Records excerpted from a collection
┏━━

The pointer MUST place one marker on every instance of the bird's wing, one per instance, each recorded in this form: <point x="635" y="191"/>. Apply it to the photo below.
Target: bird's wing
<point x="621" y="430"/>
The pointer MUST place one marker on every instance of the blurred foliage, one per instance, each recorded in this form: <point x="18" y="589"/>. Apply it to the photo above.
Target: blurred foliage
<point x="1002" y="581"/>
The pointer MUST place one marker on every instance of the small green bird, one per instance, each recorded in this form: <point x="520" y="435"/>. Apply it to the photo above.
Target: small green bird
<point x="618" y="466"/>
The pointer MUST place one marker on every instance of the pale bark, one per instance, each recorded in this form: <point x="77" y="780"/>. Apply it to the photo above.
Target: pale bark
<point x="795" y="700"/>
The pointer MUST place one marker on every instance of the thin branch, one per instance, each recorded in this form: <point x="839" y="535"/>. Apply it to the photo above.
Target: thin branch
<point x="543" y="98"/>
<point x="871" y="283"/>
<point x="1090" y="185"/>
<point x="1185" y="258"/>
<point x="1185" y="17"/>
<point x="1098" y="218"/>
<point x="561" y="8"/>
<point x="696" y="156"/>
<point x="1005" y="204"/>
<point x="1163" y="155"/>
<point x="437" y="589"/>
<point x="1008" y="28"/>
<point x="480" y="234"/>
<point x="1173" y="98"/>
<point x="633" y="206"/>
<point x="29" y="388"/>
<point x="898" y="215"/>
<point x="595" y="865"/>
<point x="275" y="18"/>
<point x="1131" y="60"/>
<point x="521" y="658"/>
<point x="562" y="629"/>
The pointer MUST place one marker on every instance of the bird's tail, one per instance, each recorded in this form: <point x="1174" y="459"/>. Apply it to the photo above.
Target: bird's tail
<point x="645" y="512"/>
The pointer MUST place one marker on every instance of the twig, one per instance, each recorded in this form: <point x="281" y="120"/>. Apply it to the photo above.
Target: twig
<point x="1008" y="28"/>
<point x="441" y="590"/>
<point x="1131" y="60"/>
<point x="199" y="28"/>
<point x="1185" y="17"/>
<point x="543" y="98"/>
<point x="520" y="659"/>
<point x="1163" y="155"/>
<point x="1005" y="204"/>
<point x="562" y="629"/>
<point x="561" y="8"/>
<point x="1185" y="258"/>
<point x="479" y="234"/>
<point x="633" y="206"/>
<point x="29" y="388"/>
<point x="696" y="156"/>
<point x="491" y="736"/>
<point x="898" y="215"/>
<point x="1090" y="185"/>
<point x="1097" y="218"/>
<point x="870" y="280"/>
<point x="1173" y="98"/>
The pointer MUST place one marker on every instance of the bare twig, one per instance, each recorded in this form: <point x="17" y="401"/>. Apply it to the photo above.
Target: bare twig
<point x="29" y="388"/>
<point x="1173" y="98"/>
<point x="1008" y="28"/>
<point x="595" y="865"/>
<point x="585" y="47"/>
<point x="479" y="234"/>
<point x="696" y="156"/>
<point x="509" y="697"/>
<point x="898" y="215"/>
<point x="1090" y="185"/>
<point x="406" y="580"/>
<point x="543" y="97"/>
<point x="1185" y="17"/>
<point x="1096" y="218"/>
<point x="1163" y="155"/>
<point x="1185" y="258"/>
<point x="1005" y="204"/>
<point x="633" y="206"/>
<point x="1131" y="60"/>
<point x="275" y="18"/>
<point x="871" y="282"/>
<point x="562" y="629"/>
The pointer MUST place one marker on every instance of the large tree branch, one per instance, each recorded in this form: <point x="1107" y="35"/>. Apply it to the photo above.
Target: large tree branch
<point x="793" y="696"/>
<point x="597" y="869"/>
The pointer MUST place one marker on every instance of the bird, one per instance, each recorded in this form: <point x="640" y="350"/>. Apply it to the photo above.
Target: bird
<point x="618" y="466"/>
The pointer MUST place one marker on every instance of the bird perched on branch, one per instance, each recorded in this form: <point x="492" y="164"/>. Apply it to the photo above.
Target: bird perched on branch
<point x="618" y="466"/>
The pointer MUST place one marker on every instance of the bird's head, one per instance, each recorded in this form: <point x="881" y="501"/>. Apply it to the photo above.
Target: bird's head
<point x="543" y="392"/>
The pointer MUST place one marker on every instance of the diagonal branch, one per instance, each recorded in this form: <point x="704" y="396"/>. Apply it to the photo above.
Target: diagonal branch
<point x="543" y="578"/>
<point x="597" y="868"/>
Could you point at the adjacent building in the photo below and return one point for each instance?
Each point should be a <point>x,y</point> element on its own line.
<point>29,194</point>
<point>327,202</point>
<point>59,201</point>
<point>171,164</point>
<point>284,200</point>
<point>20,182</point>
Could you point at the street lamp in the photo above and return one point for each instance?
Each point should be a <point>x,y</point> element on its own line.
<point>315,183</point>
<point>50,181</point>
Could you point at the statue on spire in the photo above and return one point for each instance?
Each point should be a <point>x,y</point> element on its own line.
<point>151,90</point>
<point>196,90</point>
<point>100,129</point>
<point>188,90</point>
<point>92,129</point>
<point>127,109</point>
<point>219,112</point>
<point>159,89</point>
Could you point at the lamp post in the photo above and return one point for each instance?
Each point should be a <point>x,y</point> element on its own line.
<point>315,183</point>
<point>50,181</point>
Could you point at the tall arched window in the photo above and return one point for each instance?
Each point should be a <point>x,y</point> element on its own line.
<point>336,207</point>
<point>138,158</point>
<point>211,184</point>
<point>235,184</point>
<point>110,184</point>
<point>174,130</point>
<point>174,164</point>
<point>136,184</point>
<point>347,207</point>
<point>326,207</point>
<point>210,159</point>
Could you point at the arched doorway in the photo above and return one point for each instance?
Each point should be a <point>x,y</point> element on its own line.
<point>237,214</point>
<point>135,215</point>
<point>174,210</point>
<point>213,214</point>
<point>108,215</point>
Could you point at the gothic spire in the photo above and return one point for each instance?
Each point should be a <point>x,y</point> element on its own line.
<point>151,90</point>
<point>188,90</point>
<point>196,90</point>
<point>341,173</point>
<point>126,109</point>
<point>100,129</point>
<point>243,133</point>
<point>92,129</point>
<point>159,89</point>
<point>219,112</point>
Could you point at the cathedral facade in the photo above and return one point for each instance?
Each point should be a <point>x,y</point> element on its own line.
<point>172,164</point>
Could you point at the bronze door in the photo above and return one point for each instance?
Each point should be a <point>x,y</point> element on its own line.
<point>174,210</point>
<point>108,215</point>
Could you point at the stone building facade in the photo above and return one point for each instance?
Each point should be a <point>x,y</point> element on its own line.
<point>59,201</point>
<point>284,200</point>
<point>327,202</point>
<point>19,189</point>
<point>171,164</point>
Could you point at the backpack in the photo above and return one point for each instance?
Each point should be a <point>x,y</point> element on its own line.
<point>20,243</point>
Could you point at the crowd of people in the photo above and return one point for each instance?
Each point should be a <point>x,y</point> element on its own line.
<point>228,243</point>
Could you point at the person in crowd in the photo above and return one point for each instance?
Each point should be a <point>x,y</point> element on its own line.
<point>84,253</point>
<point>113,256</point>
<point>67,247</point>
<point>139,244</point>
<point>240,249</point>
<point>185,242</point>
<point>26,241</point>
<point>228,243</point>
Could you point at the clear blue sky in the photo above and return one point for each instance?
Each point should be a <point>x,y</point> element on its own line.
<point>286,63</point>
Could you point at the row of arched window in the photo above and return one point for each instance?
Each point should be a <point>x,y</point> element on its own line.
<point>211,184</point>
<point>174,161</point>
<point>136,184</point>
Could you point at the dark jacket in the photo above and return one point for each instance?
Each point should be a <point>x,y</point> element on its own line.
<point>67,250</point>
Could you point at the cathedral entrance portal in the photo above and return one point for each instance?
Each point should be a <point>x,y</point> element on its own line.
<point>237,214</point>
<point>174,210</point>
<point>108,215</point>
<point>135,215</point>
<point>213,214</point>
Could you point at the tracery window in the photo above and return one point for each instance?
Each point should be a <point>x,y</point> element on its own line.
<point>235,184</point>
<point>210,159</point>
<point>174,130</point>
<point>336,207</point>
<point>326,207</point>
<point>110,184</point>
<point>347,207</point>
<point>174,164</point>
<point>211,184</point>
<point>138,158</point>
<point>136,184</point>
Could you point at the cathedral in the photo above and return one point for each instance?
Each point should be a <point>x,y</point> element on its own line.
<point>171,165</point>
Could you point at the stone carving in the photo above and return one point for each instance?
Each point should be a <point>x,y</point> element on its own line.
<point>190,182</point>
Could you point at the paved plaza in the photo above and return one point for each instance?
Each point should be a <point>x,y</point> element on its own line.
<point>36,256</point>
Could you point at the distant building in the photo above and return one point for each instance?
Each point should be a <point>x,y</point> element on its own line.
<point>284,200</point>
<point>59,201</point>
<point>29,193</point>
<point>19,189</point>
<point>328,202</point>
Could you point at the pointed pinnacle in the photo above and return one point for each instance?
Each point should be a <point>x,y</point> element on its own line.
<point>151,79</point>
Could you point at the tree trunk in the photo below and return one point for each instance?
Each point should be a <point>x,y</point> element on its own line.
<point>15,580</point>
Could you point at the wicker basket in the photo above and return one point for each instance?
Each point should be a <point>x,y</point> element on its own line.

┗━━

WHAT IS BEING ASKED:
Read through the entries and copy every line that includes "below".

COMPLETED TASK:
The pointer MUST place one marker on every instance of the bird's wing, one per instance, each recorded in this form: <point x="635" y="191"/>. Apply it to the photo below.
Could you point at the adjacent building in the photo below and return one point for each instance?
Could you point at the tree trunk in the photo below and return one point for each instance?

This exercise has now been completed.